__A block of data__
---
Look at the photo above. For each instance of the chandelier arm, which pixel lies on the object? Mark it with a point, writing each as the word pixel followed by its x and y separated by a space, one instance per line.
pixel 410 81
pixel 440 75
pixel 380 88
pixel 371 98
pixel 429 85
---
Copy the records above line for line, without changing anything.

__Solved exercise__
Look at the photo above. For each instance of the chandelier arm, which pixel lies on the object? Mark it with a point, writing each as the word pixel followed by its x and y separated by a space, one instance per line.
pixel 410 81
pixel 440 75
pixel 380 88
pixel 371 98
pixel 429 85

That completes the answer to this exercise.